* _Task description_
Could every line below be written out exactly as it appears?
(The data)
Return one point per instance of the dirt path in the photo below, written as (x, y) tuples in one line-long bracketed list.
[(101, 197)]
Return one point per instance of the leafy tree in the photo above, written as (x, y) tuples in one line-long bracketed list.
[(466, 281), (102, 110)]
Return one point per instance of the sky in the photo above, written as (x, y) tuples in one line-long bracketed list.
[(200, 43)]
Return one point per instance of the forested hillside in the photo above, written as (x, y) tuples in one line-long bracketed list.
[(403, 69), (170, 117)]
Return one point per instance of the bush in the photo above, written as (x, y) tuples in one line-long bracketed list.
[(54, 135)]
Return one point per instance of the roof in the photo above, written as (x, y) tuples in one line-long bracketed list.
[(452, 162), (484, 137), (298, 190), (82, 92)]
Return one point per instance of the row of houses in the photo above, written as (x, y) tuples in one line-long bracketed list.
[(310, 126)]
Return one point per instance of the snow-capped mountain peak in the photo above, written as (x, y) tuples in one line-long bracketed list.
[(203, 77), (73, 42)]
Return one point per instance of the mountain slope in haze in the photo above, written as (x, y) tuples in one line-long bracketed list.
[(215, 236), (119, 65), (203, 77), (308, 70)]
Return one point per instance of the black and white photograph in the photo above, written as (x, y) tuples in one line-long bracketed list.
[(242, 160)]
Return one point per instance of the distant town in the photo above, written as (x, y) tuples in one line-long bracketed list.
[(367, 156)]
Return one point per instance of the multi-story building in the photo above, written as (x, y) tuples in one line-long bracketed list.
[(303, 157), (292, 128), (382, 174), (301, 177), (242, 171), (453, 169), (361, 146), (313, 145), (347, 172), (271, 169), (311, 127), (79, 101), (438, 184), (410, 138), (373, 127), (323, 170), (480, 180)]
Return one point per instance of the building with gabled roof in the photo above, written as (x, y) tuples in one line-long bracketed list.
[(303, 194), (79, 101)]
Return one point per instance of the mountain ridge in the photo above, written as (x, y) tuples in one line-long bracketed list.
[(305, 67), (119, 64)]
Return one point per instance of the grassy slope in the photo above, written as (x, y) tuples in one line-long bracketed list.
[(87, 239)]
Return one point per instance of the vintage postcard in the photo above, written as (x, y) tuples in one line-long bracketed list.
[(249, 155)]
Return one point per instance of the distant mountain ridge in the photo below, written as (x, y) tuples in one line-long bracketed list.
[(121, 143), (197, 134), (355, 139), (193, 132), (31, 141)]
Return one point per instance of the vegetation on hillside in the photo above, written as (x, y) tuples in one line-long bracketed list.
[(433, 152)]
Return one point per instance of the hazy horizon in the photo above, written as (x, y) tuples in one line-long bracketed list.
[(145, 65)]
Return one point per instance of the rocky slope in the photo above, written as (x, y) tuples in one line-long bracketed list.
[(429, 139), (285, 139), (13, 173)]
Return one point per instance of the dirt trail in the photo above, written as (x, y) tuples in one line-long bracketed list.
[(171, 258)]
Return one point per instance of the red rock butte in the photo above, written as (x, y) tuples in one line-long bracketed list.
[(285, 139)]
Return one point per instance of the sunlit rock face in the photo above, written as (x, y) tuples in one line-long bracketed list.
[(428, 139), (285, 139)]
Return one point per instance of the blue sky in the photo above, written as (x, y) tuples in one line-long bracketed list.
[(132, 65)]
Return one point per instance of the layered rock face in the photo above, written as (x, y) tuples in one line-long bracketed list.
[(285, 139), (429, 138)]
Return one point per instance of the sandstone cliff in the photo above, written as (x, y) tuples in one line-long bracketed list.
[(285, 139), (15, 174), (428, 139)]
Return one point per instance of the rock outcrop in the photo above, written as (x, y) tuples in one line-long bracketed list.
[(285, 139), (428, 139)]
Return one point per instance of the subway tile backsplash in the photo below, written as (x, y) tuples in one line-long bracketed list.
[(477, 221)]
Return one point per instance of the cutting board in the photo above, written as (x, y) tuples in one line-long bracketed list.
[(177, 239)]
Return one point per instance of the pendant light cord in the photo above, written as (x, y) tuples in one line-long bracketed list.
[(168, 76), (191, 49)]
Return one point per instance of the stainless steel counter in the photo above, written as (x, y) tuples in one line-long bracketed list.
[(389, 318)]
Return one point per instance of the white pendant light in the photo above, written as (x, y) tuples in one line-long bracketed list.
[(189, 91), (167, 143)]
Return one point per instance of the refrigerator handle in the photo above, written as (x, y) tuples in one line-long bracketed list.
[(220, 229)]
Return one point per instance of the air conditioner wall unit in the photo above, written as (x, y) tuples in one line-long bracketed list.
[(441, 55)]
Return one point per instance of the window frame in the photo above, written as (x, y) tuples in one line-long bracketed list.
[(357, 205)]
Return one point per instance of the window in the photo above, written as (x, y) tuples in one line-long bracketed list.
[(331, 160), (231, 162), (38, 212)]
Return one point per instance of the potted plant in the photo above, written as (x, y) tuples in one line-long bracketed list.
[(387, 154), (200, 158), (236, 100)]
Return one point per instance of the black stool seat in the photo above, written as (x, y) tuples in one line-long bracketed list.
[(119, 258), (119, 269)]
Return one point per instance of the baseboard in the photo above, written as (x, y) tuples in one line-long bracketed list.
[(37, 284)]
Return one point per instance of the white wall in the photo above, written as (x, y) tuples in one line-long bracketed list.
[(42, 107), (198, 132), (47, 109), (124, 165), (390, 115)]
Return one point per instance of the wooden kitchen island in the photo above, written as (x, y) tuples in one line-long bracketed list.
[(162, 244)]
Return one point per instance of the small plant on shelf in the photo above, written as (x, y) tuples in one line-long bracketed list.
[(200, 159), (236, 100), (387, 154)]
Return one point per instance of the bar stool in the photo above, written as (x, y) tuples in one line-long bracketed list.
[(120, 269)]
(End The data)
* _Solution to this exercise_
Return one point per instance of the dirt path in the photo below, written as (x, y) tuples in one line-long bracketed list.
[(101, 197)]
Return one point per instance of the leafy tree in the photo above, written as (x, y) tuples in one line-long bracketed list.
[(466, 281), (102, 110)]
Return one point per instance of the sky in the photo above, written as (x, y) tuples in one line-long bracketed list.
[(200, 43)]
Return one point per instance of the forested hillside in the photo above, written as (x, y) tuples in one line-long bracketed list.
[(403, 69), (170, 117)]
Return one point per instance of the bush in the photo above, written as (x, y) tuples in one line-long bracketed list.
[(54, 135)]
Return one point per instance of the roof in the photo above, written as (x, y) tuples in one line-long bracketed list.
[(452, 162), (484, 137), (298, 190), (82, 92)]
Return one point per instance of the row of houses in the photo above, written as (x, y) tuples in one line-long bracketed list.
[(310, 126)]
Return one point per instance of the snow-capped mountain peak in the photo above, written as (x, y) tuples in one line-long bracketed list.
[(203, 77), (73, 42)]
Return one point per instance of the mountain slope in haze in the photo above, written as (x, y) tuples in one line-long bracketed list.
[(215, 236), (119, 65), (203, 77), (308, 70)]
Return one point per instance of the black and white photograph in the photo above, written as (x, y) tuples in one line-long bracketed list.
[(242, 160)]
Return one point per instance of the distant town in the photo above, written as (x, y) tuples in one line-long bracketed list.
[(367, 156)]
Return one point per instance of the multi-story building in the photo above, written as (x, y) tuples in one line-long bracketed list.
[(303, 157), (292, 128), (382, 174), (301, 177), (242, 171), (453, 169), (361, 146), (313, 145), (347, 172), (271, 169), (311, 127), (79, 101), (438, 184), (410, 138), (373, 127), (323, 170), (480, 180)]
Return one point per instance of the building with gabled roof in the photo above, written as (x, y) tuples in one line-long bracketed list.
[(303, 194), (79, 101)]
Return one point per instance of the mountain ridge in the photo above, written as (x, y) tuples in one line-long bracketed list.
[(305, 67), (119, 64)]
Return one point per instance of the grassy slope in the photo above, written as (x, y) tuples in one line-long bracketed list.
[(87, 239)]
Return one point per instance of the vintage postcard in the photo above, written as (x, y) tuples in one line-long bracketed list.
[(249, 155)]
Return one point per instance of the distant mountain ridge in the photo below, written as (x, y) tuples in one line-long bracketed list.
[(121, 143), (197, 134), (355, 139), (193, 132), (31, 141)]
Return one point per instance of the vegetation on hillside in the photo above, written as (x, y) tuples in one line-long bracketed list.
[(433, 152)]
Return one point per instance of the hazy horizon in the photo above, written as (x, y) tuples in one line-long bracketed list.
[(145, 65)]
Return one point per instance of the rocky slope in the photo above, written as (x, y) tuples in one line-long bracketed list.
[(429, 139), (285, 139), (13, 173)]
Return one point per instance of the dirt trail in the photo above, written as (x, y) tuples in one line-long bracketed list.
[(171, 258)]
Return one point per instance of the red rock butte in the photo above, written as (x, y) tuples in one line-long bracketed list.
[(285, 139)]
Return one point per instance of the sunlit rock face in the photo above, written as (x, y) tuples in one line-long bracketed list.
[(428, 139), (285, 139)]
Return one point per instance of the blue sky in the photo above, written as (x, y) tuples in one line-long bracketed list.
[(132, 65)]
Return one point per instance of the layered rock face in the photo above, written as (x, y) tuples in one line-long bracketed list.
[(285, 139), (429, 138)]
Return one point per instance of the sandstone cliff in the photo above, written as (x, y) tuples in one line-long bracketed list.
[(285, 139), (15, 174), (428, 139)]
Return one point per instance of the rock outcrop in the photo above, written as (x, y) tuples in one line-long bracketed list.
[(285, 139), (428, 139)]
Return one point per instance of the subway tile backsplash in the photo below, written as (x, y) tuples in one line-long bracketed list.
[(477, 221)]
Return one point per instance of the cutting board in the photo above, written as (x, y) tuples in one line-long bracketed list.
[(177, 239)]
Return one point per instance of the pendant light cord in the photo above, written as (x, y) tuples in one line-long bracketed list.
[(168, 76), (191, 49)]
Return one point per instance of the stainless steel counter in the photo above, written as (x, y) tuples in one line-long bracketed list.
[(389, 318)]
Return one point per instance of the white pendant light in the photo above, written as (x, y) tuples in one line-long bracketed list.
[(189, 91), (167, 143)]
Return one point per instance of the refrigerator handle in the photo above, written as (x, y) tuples in one line-long bracketed list.
[(220, 229)]
Return one point per instance of the air conditioner wall unit in the photo above, written as (x, y) tuples in one line-long bracketed list.
[(441, 55)]
Return one point per instance of the window frame in the photo above, written as (x, y) tuples in one line-long bracketed list.
[(357, 205)]
Return one point per instance of the window in the photo above, written as (x, y) tuples in one line-long bracketed list.
[(331, 160), (231, 162), (38, 212)]
Return one point per instance of the potted plant in the photo above, written as (x, y) tuples in one line-long bracketed list.
[(387, 154), (200, 158), (236, 100)]
Return one point per instance of the black stool seat in the photo above, written as (x, y) tuples in one line-long bracketed list.
[(119, 258), (119, 269)]
Return one point per instance of the baseboard in the photo above, written as (x, y) tuples in one line-long bracketed list.
[(37, 284)]
Return one point per instance of the white wall in the photo above, written as (x, y) tuples in one line-long bracketed list.
[(42, 107), (198, 132), (47, 109), (124, 165), (390, 115)]
Return one point per instance of the wooden kitchen island in the photo above, written as (x, y) tuples in one line-long bracketed list.
[(162, 244)]
Return one point per instance of the small plant on shelf in the photo above, written as (x, y) tuples in one line-long bracketed list.
[(200, 159), (236, 100), (387, 154)]
Return one point per instance of the bar stool in the photo above, written as (x, y) tuples in one line-long bracketed list.
[(120, 269)]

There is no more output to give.